[Exercise instructions]:
Exact copies of the line with "Target: floodlight tower" and of all lines after it through the end of the entries are required, and no other lines.

[Material provided Boundary: Start]

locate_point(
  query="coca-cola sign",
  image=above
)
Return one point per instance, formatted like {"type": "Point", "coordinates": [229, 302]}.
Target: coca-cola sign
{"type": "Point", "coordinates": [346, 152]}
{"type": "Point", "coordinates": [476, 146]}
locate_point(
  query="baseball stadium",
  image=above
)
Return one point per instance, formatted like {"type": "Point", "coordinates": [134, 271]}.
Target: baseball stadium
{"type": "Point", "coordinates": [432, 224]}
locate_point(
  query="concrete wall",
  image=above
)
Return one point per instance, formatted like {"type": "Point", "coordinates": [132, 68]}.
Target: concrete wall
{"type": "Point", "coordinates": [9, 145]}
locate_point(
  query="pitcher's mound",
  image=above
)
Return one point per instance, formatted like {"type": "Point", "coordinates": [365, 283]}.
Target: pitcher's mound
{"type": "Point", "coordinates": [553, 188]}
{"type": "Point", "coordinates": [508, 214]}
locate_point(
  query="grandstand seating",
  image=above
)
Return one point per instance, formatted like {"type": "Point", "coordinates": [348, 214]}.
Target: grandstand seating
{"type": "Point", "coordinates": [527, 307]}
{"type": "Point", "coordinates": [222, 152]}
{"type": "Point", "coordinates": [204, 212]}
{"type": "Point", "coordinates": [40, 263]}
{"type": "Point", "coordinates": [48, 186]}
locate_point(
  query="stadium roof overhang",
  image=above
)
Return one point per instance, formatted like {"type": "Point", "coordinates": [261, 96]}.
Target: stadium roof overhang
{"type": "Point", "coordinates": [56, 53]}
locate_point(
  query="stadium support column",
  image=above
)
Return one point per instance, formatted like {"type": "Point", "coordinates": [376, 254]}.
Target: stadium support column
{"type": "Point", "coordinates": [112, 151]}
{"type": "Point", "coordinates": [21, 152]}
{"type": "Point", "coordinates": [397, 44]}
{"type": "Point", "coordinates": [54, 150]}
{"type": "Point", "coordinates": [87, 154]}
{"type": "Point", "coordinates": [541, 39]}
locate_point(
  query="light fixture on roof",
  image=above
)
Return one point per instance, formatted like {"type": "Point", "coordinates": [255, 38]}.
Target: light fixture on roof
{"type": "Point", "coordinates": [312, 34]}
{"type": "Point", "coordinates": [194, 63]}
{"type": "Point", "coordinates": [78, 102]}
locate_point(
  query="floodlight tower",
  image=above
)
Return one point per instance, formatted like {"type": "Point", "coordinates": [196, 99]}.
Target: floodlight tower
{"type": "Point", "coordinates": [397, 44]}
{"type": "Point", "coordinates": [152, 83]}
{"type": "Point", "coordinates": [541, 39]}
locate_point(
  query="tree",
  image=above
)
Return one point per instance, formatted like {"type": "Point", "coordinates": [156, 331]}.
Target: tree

[Material provided Boundary: End]

[Exercise response]:
Target: floodlight tower
{"type": "Point", "coordinates": [397, 44]}
{"type": "Point", "coordinates": [152, 83]}
{"type": "Point", "coordinates": [541, 39]}
locate_point(
  query="tree",
  image=above
)
Return one point per instance, formatted like {"type": "Point", "coordinates": [156, 331]}.
Target: tree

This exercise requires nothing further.